Location identification items

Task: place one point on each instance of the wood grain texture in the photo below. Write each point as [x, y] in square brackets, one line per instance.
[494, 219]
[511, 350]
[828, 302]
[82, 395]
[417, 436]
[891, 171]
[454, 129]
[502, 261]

» Aim of the exercise:
Print the lines of these records again with no changes.

» Answer:
Task: place one point on each instance of the wood grain texture in the photo below. Write each point as [x, y] in square brackets, one line per instance.
[494, 219]
[511, 350]
[828, 302]
[82, 395]
[417, 436]
[891, 171]
[454, 129]
[502, 261]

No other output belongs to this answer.